▸ **Exercise task A**:
Reproduce the records verbatim, beginning with the line that contains "the beetle hind" and continuing through the final line of the records.

▸ **Source text**:
Introduction & Disclaimers

Welcome!

This notebook is an introduction to the concept of latent space, using a recent (and amazing) generative network: StyleGAN2

Here are some great blog posts I found useful when learning about the latent space + StyleGAN2

Tip: This stand-alone Jupyter notebook is all you need to get everything up and running! It’ll pull a (small) repo with everything that’s needed :D The Repo’s README.md contains original source links for the content! Link to Repo

Tip: This notebook was successfully ran on Google Colab & Gradient Paperspace’s TensorFlow 1.14 Container: every cell, from top-to-bottom! Feel free to run/experiment with this notebook yourselves!

Warning: This tutorial is not too code-heavy in the deep learning/model aspects. Primarily because this tutorial uses the Official StyleGan2 Repo, which uses a depreciated version of Tensorflow (1.14). This blog post abstracts away from the depreciated TensorFlow code, and focuses more on the concepts of latent space and traversals :)

Experiment Layout

In this notebook, we will be experimenting with the following:

0. Set-Up (Run only once!)

  • This section simply pulls the small repo containing necessary files needed to run things!

1. A Quick Review of GANs

  • A quick refresh of: z (latent vectors), Generators, and Discriminators.
  • GANs vs VAEs

2. Generate Images of People who don't Exist

  • Use the official StyleGAN2 repo to create Generator outputs.
  • View the latent codes of these generated outputs.

3. Interpolation of Latent Codes

  • Use the previous Generator outputs' latent codes to morph images of people together.

4. Facial Image Alignment using Landmark Detection

  • Aligning (normalizing) our own input images for latent space projection.

5. Projecting our own Input Images into the Latent Space

  • Learning the latent codes of our new aligned input images.
  • Interpolation of projected latent codes. (Similar to Section 3, but with our images!)

6. Latent Directions/Controls to modify our projected images

  • Using pre-computed latent directions to alter facial features of our own images.

7. Bonus: Interactive Widget-App!

▸ **Source data**:
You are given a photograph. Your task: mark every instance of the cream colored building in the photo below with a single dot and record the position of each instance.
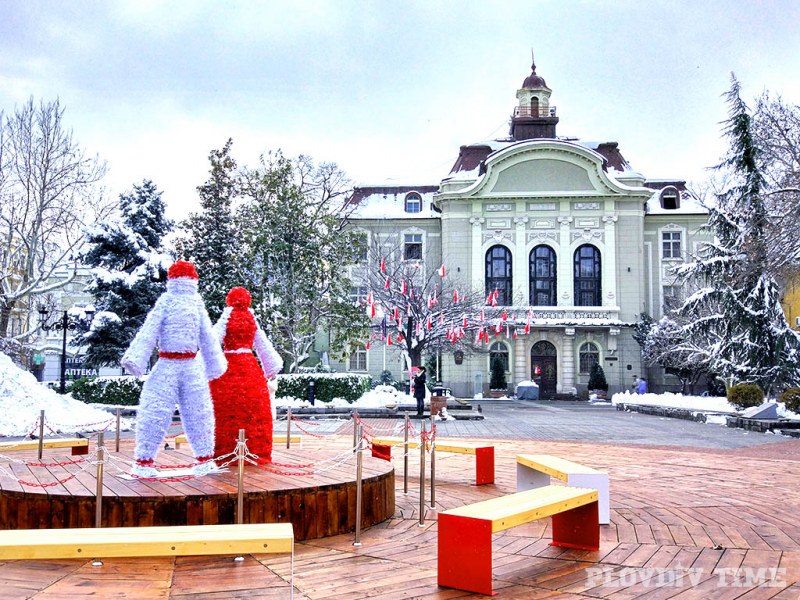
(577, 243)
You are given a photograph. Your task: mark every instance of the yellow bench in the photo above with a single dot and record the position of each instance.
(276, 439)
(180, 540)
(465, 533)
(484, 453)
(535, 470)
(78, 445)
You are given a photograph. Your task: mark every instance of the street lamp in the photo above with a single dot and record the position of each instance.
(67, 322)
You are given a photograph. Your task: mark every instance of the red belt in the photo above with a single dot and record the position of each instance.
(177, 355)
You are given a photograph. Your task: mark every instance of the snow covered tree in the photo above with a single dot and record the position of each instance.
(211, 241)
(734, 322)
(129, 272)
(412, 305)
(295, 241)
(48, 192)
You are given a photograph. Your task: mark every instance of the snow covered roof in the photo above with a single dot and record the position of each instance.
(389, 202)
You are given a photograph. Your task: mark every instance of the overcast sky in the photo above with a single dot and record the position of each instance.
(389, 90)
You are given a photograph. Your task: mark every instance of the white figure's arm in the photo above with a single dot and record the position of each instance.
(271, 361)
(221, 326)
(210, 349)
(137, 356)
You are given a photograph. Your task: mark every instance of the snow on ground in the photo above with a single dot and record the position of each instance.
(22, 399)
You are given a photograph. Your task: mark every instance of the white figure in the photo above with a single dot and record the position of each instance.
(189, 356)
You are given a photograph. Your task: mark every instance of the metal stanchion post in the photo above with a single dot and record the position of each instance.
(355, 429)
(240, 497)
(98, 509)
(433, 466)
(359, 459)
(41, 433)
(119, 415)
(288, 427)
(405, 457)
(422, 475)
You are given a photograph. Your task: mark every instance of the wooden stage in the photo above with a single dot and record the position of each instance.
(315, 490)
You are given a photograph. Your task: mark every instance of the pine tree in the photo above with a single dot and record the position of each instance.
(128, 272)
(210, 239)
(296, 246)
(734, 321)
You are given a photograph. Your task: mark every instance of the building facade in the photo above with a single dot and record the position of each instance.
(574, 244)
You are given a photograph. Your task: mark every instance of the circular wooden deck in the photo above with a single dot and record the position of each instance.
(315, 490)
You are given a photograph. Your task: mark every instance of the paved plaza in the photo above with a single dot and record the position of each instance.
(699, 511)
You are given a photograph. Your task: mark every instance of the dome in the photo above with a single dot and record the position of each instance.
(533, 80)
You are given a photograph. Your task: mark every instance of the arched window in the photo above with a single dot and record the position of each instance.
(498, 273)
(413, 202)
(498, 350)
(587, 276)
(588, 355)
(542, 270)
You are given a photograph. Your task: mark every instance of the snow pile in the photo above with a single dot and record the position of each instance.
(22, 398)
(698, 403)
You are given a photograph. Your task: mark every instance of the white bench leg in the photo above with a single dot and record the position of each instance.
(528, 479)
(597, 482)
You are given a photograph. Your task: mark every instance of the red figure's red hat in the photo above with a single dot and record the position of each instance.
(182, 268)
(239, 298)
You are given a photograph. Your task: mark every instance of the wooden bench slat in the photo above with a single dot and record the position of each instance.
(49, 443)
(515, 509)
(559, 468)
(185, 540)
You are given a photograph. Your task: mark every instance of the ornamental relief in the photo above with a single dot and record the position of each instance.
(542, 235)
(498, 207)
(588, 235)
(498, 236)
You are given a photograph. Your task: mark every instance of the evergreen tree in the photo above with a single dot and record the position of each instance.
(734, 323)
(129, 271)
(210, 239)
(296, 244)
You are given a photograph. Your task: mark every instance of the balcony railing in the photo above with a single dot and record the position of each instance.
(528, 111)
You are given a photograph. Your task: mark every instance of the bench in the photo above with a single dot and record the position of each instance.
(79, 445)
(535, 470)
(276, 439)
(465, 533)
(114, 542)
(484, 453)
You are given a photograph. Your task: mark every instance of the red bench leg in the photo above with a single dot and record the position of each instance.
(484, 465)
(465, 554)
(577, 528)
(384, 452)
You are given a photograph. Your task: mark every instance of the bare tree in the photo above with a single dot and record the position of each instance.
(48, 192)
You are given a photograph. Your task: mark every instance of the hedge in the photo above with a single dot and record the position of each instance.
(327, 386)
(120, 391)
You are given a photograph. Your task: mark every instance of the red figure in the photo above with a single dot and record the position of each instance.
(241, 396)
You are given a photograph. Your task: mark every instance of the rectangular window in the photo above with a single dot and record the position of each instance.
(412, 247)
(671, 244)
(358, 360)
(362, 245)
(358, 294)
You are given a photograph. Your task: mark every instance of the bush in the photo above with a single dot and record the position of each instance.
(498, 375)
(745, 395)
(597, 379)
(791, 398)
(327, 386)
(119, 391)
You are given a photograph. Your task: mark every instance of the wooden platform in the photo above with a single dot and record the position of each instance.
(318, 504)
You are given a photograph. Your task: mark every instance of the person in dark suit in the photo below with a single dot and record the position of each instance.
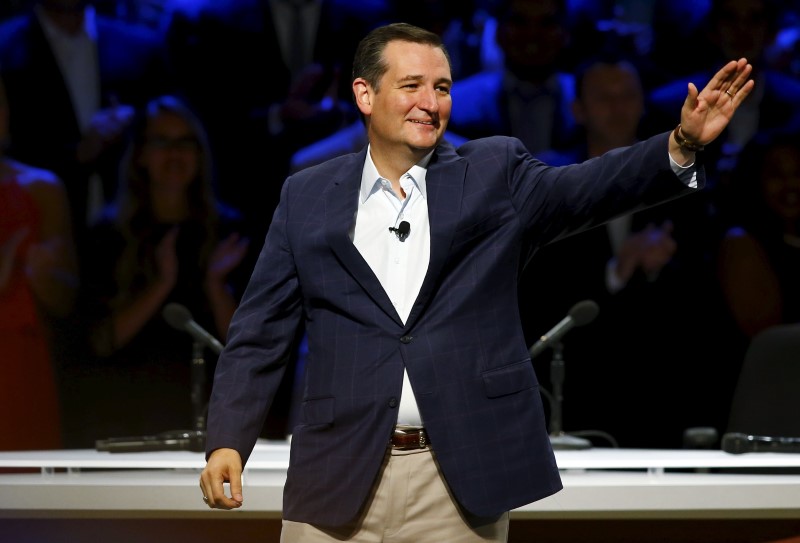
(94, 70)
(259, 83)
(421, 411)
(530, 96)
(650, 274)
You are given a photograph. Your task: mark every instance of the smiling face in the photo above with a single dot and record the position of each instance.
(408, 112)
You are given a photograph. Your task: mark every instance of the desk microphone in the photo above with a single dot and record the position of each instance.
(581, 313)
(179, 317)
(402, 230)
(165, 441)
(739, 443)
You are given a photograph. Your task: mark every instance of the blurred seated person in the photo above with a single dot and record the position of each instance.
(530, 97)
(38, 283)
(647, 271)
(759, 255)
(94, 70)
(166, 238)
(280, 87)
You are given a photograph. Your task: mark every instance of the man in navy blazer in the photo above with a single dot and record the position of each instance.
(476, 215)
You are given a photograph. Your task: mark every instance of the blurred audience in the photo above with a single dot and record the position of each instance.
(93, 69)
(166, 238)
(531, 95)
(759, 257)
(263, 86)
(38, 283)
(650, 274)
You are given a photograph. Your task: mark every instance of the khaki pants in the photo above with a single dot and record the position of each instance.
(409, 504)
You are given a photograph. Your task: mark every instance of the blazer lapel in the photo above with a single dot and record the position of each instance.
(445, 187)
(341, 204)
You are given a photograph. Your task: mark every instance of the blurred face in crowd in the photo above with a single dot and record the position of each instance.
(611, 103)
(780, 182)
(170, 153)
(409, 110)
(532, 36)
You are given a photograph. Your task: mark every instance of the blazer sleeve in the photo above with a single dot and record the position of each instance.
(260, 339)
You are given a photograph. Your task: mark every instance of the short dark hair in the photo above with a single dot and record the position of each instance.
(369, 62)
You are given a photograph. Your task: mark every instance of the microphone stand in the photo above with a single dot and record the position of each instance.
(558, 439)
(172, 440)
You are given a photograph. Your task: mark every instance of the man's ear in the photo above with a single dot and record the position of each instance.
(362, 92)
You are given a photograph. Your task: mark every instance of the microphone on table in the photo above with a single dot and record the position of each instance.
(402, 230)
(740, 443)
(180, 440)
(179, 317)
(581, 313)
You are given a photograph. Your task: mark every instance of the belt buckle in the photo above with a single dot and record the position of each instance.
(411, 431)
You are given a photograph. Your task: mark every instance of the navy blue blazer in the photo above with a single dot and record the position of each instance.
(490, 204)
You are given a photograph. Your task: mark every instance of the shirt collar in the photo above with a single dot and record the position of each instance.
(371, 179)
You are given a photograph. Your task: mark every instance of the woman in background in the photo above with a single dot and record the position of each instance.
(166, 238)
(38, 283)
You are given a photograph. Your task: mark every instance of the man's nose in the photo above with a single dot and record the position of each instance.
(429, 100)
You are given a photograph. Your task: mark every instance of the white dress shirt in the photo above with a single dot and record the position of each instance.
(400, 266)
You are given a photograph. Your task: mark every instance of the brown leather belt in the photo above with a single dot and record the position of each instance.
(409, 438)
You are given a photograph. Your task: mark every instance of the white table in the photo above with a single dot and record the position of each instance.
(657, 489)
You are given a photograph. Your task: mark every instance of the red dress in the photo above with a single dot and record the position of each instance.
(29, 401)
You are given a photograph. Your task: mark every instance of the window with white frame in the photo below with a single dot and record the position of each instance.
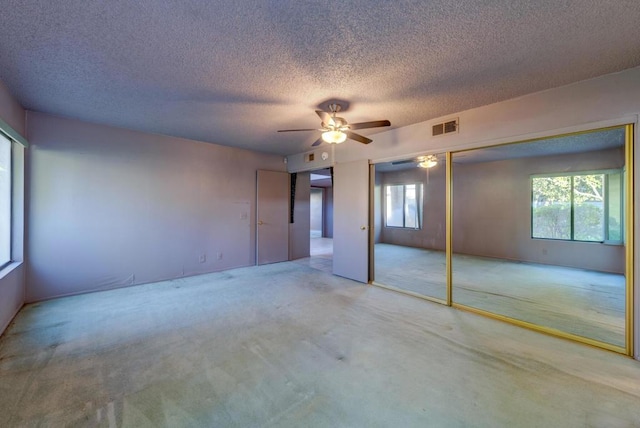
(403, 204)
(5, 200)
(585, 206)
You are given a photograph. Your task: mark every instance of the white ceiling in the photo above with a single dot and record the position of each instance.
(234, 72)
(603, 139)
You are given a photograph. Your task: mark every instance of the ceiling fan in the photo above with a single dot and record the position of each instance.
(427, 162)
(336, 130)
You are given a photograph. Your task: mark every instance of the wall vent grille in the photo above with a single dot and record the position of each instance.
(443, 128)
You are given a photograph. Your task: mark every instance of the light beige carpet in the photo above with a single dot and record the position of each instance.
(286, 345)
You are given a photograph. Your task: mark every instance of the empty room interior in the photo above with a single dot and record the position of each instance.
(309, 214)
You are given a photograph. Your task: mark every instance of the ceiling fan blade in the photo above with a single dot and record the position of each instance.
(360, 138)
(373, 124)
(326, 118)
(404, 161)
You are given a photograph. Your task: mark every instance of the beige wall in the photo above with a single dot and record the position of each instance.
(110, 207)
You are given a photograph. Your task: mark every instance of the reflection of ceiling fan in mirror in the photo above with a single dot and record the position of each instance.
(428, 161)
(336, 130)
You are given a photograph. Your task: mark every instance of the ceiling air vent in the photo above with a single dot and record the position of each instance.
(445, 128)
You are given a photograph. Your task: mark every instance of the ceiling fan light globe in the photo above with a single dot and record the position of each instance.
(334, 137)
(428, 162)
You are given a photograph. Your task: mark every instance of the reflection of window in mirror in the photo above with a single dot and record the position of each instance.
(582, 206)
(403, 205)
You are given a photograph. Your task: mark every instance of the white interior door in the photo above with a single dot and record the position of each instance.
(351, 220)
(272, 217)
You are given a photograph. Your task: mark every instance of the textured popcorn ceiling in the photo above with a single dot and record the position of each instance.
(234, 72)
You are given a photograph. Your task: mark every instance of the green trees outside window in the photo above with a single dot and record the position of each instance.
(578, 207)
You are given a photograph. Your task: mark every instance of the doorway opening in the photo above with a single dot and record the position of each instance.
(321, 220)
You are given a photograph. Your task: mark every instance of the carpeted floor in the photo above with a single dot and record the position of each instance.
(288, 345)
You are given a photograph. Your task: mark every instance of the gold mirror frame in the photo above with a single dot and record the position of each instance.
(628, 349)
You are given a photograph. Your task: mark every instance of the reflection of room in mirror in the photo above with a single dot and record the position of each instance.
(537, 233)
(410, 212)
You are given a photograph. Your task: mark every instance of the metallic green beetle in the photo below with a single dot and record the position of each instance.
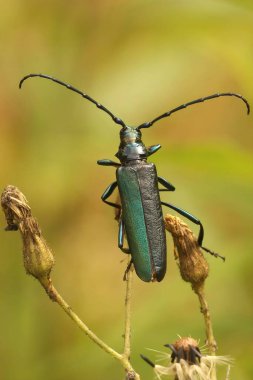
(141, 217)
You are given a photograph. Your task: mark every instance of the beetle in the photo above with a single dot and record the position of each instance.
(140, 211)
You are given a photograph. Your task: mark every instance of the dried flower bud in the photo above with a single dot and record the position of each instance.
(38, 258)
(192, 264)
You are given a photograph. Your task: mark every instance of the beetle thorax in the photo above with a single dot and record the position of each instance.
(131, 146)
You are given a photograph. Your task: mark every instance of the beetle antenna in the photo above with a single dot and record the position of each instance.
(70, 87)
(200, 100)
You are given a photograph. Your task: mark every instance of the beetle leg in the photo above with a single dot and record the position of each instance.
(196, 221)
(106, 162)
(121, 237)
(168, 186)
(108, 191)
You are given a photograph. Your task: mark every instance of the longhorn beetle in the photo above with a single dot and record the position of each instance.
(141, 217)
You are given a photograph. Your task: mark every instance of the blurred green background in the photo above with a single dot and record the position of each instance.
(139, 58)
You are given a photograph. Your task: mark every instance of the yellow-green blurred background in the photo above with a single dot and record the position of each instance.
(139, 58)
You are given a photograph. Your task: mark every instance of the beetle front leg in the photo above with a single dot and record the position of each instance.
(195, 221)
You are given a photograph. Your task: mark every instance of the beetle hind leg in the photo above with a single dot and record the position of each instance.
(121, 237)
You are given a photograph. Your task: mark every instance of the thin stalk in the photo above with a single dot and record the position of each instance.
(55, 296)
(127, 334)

▸ **Exercise task B**:
Continue the introduction to the StyleGAN2 latent space notebook, picking up after its final line.

▸ **Written reply A**:
You are given a photograph. Your task: mark every instance of the beetle hind leg in the photo above with a single dot and record the position of each instance.
(121, 237)
You are given a photograph. Your task: mark every instance of the thin stalk in the photo above with a single dot and record the position of each instance.
(55, 296)
(127, 334)

▸ **Written reply B**:
  • Play with latent controls yourself using this little jupyter app I built using ipywidgets.

0. Set-Up (Run only once!)

Clone Repo and extract contents

!git clone https://github.com/AmarSaini/Epoching_StyleGan2_Setup.git
import shutil
from pathlib import Path

repo_root = Path('Epoching_StyleGan2_Setup/')

# Pull contents out of the repo, into our current directory.
for content in repo_root.iterdir():
    shutil.move(str(content), '.')

shutil.rmtree(repo_root)

Pip install needed packages

!pip install requests
!pip install Pillow
!pip install tqdm
!pip install dlib

If you're running this on Google Colab, uncomment and run the following cell:

#!pip install tensorflow-gpu==1.14

1. A Quick Review of GANs

I'm going to try to keep this section short, and just go over the needed information to understand the rest of this post:

GANs (Generative Adversarial Networks) consist of two models:

  • The Generator: A model that converts a latent code into some kind of output (an image of a person, in our case).
  • The Discriminator: A model that determines whether some input (an image of a person), is real or fake.
    • Real: An image from the original dataset.
    • Fake: An image from the Generator.

The input to a Generator is a latent code z, a vector of numbers if you will. (Such as: a vector of 512 numbers).

  • During training, the latent code is randomly sampled (i.e. a random vector of 512 numbers).
  • When this latent code is randomly sampled, we can call it a latent random variable, as shown in the figure below.
  • This magical latent code holds information that will allow the Generator to create a specific output.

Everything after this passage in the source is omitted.